→ Excerpted passage:
N.C.G.S. §126-22 provides that the "(p)ersonnel files of State employees, former State employees, or applicants for State employment shall not be subject to the inspection and examination (as public records) as authorized by G.S. 132-6." This section then defines what personnel file information consists of.
For purposes of this Article, a personnel file consists of any information gathered by the department, division, bureau, commission, council, or other agency subject to Article 7 of this Chapter which employs an individual, previously employed an individual, or considered an individual's application for employment, or by the office of State Personnel, and which information relates to the individual's application, selection or nonselection, promotions, demotions, transfers, leave, salary, suspension, performance evaluation forms, disciplinary actions, and termination of employment wherever located and in whatever form. N.C.G.S. §126-22.
The General Assembly, recognizing that some information about state employees and former state employees should be made available as public record information, mandated that certain information contained in a personnel file shall be open to inspection as a public record. N.C.G.S. §126-23 provides, in pertinent part, as follows:
Each department, agency, institution, commission and bureau of the State shall maintain a record of each of its employees, showing the following information with respect to each such employee: name, age, date of original employment or appointment to the State service, current position, title, current salary, date and amount of most recent increase or decrease in salary, date of most recent promotion, demotion, transfer, suspension, separation, or other change in position classification, and the office or station to which the employee is currently assigned.

→ Source material:
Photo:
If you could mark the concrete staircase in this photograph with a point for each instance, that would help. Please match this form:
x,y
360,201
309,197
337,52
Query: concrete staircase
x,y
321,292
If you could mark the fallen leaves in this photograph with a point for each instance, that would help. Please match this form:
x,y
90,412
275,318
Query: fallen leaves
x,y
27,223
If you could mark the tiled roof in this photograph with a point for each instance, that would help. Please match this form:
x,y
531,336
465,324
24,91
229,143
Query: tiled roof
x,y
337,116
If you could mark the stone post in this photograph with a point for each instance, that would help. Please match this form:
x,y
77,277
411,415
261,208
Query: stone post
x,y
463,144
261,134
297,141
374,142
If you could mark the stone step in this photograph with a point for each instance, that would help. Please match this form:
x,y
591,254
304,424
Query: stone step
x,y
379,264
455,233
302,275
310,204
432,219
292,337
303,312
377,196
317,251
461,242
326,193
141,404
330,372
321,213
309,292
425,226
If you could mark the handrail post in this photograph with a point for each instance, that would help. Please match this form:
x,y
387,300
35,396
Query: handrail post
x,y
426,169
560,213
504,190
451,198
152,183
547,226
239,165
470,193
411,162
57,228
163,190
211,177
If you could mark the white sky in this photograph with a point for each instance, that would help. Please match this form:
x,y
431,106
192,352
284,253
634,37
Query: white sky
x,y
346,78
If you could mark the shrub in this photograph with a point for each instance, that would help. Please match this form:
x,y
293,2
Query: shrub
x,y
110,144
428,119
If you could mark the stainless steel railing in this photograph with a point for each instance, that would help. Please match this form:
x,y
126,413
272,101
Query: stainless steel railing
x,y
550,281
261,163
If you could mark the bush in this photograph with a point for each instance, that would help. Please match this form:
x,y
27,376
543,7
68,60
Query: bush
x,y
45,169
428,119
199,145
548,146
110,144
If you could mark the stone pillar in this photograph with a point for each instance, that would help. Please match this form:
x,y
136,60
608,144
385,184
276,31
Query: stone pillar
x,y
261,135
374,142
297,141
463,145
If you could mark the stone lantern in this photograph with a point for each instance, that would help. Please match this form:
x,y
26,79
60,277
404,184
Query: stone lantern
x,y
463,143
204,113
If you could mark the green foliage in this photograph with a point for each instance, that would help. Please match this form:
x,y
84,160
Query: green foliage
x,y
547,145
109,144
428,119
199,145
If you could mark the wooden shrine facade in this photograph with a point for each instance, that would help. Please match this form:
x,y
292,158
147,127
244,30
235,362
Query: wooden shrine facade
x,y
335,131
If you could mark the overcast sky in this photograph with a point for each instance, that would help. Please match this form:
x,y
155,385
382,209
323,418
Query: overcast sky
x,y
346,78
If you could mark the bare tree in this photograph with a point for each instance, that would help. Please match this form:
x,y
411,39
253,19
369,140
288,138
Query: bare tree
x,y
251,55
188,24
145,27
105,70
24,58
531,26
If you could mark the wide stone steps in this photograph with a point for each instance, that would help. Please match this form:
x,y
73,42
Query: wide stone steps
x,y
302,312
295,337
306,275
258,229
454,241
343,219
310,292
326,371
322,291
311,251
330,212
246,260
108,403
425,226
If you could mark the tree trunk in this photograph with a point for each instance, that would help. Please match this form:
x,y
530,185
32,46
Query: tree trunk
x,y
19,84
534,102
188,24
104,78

→ Actions to take:
A: According to the personnel records passage, why did the General Assembly require that certain information in a personnel file be open to inspection as a public record? Answer in one to three sentences.
B: Repeat everything in the personnel records passage from "For purposes of" down to "form. N.C.G.S. §126-22.", word for word.
The rows come from a different source than the passage above them.

→ Your written answers:
A: The General Assembly recognized that some information about state employees and former state employees should be available as public record information. For that reason, it required that certain information in a personnel file be open to inspection as a public record.

B:
For purposes of this Article, a personnel file consists of any information gathered by the department, division, bureau, commission, council, or other agency subject to Article 7 of this Chapter which employs an individual, previously employed an individual, or considered an individual's application for employment, or by the office of State Personnel, and which information relates to the individual's application, selection or nonselection, promotions, demotions, transfers, leave, salary, suspension, performance evaluation forms, disciplinary actions, and termination of employment wherever located and in whatever form. N.C.G.S. §126-22.